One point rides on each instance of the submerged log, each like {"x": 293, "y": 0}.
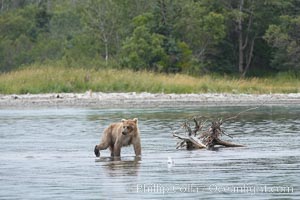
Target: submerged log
{"x": 198, "y": 139}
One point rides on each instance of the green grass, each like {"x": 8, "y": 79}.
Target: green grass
{"x": 47, "y": 79}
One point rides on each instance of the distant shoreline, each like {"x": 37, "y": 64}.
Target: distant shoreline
{"x": 144, "y": 100}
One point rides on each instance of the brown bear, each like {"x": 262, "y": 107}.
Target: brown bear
{"x": 118, "y": 135}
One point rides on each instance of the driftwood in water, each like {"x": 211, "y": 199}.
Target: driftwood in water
{"x": 196, "y": 138}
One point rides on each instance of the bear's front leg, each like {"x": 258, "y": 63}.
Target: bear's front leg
{"x": 117, "y": 151}
{"x": 137, "y": 149}
{"x": 101, "y": 146}
{"x": 96, "y": 151}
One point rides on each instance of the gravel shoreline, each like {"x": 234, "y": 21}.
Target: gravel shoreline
{"x": 126, "y": 100}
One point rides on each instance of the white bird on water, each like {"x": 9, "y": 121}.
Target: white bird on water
{"x": 170, "y": 162}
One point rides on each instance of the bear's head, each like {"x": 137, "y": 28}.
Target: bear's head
{"x": 129, "y": 126}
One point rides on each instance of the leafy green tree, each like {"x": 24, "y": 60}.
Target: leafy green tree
{"x": 201, "y": 29}
{"x": 285, "y": 39}
{"x": 144, "y": 50}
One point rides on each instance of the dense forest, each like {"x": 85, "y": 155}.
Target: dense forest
{"x": 243, "y": 37}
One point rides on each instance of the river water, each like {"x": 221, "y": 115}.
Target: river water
{"x": 48, "y": 154}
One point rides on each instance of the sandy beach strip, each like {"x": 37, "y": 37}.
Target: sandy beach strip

#### Problem to work on:
At the line with "Target: bear's front leg", start returning lines exactly, and stop after the final line of the listing.

#### Result of the exercise:
Target: bear's front leg
{"x": 117, "y": 151}
{"x": 137, "y": 149}
{"x": 101, "y": 146}
{"x": 96, "y": 151}
One point rides on each instance of the gravel shoreline, each like {"x": 234, "y": 21}.
Target: gravel shoreline
{"x": 126, "y": 100}
One point rides on each instance of the white bird on water, each like {"x": 9, "y": 121}.
Target: white bird on water
{"x": 170, "y": 162}
One point rides on each instance of the bear's head, each like {"x": 137, "y": 28}.
Target: bear's head
{"x": 129, "y": 126}
One point rides on each instance of the leafy green tree, each like {"x": 24, "y": 60}.
Target: leafy green tree
{"x": 201, "y": 29}
{"x": 285, "y": 39}
{"x": 144, "y": 50}
One point rides on each instance of the dense forest, each like {"x": 85, "y": 155}.
Target: dense forest
{"x": 243, "y": 37}
One point rides on each instance of the river water, each like {"x": 221, "y": 115}.
Target: river water
{"x": 48, "y": 154}
One point rides on each instance of the sandy beach strip, each like {"x": 37, "y": 37}.
Target: sandy beach strip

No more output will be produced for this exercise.